* _Given exercise_: The line containing "In this photo, where can the man's" and every line after it, through the last, are to be extracted exactly; no other lines belong in the answer.

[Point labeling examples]
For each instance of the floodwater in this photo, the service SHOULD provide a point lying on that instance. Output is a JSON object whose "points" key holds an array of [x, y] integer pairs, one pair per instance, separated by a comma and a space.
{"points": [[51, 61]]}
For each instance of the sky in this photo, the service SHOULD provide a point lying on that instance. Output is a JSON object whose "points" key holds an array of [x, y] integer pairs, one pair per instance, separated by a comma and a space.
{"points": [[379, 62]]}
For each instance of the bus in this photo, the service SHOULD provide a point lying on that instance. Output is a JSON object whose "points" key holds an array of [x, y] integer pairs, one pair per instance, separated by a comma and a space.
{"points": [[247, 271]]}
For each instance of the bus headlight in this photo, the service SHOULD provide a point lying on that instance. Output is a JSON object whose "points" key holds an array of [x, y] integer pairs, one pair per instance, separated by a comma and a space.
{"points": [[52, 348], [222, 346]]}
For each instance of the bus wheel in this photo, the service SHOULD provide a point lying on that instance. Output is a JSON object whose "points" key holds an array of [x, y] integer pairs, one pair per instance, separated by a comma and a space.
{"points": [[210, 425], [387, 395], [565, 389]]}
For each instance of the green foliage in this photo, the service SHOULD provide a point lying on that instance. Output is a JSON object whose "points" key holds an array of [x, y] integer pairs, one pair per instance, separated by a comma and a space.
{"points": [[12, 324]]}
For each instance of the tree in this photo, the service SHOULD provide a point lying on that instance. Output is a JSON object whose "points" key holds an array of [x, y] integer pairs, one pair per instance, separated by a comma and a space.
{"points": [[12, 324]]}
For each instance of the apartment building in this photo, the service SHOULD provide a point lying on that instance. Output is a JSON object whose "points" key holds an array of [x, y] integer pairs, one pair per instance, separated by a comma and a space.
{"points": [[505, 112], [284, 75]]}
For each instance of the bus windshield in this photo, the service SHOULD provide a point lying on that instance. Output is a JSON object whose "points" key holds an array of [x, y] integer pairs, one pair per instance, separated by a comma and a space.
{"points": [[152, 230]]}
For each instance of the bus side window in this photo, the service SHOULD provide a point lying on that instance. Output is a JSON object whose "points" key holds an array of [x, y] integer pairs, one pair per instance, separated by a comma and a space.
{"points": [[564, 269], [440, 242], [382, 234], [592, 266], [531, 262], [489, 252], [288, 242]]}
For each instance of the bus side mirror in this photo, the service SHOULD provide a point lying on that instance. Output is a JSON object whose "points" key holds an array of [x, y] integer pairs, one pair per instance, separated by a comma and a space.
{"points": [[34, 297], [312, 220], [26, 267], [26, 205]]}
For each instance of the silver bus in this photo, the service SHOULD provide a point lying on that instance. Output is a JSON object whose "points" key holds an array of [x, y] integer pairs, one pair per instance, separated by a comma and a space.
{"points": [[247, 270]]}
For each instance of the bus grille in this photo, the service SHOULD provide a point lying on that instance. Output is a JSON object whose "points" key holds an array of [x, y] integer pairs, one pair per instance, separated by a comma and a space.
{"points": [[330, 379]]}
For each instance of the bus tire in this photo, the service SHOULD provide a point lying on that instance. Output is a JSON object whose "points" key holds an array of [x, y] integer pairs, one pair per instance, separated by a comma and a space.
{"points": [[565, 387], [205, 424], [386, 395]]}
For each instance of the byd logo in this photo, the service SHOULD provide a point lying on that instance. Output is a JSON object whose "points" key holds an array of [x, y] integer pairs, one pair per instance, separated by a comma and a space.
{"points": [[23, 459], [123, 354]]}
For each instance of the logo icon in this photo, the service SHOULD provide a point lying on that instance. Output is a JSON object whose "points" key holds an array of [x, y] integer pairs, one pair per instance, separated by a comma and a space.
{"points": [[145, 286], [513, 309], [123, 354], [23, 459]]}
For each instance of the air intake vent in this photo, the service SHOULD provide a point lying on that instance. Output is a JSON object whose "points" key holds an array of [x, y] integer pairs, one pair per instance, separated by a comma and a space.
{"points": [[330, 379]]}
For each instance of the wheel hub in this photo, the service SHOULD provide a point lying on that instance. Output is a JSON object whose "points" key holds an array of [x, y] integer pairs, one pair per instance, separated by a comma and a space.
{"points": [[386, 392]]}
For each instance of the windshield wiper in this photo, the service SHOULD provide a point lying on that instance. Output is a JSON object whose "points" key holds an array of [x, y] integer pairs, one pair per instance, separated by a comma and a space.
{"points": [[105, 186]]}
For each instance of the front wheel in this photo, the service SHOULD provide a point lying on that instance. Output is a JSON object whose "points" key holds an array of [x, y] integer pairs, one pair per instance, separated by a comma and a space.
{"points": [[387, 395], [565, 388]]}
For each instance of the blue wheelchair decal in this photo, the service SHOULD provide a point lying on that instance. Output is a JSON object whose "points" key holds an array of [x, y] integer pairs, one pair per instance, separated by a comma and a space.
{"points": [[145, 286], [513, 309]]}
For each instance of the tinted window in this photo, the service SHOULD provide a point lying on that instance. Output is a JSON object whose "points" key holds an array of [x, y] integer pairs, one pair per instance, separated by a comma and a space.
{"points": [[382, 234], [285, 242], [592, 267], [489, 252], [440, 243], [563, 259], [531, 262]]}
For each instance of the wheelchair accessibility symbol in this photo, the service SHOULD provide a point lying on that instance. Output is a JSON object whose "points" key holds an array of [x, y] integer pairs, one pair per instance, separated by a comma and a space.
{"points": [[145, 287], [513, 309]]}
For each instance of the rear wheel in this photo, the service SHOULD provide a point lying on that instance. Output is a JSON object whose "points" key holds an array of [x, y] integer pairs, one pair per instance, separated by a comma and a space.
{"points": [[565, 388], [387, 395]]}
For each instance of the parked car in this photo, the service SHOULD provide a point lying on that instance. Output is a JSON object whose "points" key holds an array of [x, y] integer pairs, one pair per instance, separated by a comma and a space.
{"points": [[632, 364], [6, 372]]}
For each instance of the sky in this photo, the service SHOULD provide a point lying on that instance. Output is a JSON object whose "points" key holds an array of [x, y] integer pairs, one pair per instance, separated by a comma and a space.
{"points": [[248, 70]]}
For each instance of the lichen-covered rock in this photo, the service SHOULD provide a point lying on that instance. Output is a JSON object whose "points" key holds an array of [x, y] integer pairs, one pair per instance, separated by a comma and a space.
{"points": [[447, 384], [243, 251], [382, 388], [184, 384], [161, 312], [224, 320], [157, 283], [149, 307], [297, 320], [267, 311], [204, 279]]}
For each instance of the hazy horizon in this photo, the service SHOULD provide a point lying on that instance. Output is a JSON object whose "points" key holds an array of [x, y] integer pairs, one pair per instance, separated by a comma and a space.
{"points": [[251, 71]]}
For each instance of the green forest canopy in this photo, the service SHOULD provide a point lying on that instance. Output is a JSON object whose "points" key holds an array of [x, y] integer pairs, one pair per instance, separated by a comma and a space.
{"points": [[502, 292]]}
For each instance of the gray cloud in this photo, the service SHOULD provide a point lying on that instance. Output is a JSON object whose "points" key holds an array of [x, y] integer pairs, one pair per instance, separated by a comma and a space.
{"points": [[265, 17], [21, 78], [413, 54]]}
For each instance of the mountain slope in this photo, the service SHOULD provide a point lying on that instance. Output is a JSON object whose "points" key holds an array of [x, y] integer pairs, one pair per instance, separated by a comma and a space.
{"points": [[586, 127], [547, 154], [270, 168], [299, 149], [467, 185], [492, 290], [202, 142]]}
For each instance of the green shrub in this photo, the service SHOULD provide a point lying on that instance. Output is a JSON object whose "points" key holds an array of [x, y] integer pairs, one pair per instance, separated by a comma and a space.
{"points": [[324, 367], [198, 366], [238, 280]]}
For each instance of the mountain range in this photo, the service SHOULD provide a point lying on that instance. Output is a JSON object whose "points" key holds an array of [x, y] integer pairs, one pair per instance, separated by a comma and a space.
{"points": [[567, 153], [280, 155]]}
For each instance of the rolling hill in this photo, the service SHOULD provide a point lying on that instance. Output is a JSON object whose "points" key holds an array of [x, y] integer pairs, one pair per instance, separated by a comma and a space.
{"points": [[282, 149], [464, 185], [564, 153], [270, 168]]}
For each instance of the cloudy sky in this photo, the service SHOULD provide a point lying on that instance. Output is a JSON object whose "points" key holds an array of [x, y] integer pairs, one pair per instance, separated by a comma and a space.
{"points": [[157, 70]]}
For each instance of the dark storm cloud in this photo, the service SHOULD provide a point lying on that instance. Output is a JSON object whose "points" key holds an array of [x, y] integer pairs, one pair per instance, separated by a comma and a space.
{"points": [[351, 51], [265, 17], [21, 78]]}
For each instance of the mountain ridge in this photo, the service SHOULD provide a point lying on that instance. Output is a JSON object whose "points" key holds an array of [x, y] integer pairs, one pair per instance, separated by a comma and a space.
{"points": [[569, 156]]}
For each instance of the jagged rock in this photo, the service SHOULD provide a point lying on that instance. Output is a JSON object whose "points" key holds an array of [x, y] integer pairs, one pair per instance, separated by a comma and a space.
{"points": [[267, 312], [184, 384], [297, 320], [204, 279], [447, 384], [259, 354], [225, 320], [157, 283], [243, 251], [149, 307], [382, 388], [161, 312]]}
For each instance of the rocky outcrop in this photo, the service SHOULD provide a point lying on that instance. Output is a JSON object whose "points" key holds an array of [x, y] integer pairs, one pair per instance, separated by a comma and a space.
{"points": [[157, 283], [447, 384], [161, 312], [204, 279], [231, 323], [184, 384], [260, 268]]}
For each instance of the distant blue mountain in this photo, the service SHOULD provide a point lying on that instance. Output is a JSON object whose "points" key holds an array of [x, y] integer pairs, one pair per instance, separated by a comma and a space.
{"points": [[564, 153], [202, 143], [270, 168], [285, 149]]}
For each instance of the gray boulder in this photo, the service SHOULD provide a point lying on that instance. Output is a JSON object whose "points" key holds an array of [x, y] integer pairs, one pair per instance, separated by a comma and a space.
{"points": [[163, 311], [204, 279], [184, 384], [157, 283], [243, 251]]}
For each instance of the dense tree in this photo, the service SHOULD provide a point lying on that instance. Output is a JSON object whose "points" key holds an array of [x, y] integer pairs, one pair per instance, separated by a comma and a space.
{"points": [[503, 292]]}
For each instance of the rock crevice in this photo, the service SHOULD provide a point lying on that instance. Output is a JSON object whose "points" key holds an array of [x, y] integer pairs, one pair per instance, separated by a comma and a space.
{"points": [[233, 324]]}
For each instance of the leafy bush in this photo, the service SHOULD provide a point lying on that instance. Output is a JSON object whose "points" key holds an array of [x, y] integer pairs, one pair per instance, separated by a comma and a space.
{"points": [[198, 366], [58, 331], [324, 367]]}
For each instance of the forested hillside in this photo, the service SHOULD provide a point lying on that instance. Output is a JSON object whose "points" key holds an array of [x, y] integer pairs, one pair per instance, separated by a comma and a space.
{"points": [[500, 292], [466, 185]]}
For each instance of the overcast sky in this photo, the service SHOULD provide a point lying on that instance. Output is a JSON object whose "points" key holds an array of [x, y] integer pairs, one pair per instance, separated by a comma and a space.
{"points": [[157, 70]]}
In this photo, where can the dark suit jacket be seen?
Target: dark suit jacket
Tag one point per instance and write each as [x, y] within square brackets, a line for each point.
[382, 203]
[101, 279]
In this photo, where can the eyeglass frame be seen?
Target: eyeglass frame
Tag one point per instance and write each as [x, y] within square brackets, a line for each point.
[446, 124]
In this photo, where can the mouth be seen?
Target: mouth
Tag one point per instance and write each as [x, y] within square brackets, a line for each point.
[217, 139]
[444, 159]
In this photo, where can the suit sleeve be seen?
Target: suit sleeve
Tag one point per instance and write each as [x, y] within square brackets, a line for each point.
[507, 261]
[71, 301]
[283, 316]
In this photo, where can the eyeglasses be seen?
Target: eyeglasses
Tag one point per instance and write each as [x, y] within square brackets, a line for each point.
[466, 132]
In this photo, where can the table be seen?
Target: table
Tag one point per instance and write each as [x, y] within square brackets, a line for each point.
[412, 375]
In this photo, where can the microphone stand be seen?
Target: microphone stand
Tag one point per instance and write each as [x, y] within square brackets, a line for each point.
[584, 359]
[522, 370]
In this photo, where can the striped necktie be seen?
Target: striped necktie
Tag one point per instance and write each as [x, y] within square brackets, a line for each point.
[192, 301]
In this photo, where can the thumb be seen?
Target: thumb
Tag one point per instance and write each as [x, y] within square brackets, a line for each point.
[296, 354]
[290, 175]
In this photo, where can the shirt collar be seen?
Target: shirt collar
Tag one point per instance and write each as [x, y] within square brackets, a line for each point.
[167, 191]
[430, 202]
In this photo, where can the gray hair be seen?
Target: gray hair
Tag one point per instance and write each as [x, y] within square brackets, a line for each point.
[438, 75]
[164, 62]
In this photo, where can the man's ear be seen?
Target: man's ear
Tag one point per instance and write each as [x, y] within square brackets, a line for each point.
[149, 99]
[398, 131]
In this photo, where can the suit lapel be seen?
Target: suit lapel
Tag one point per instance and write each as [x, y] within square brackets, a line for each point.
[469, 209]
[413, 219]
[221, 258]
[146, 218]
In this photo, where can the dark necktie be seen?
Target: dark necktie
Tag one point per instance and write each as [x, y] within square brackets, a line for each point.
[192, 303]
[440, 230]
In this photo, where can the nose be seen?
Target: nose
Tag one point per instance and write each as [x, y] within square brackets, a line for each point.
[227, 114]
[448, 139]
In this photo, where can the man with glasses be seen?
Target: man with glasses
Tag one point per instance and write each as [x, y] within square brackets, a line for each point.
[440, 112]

* _Finished exercise_:
In this photo, where can the man's ear be seen?
Target: man's ear
Tag one point per instance and write each as [x, y] within square brackets, a line for each point.
[149, 99]
[398, 131]
In this photo, where can the suit lapel be seen?
Target: suit lapel
Tag one point per instance and write each as [x, y] within square brackets, a line for each point.
[469, 209]
[413, 219]
[221, 258]
[146, 218]
In this photo, where can the dark necktie be seen?
Target: dark necktie
Tag one point per instance and write each as [x, y] within square brackets, a line for each point.
[192, 303]
[440, 230]
In this photo, where can the nose be seen?
Target: nose
Tag one point per instance and write each as [x, y] within square brackets, a line for each point.
[227, 114]
[448, 139]
In this photo, where can the man with glasses be seen?
Target: man with glasses
Tag one point per instance and write each as [x, y] within square brackets, a line for each point.
[440, 112]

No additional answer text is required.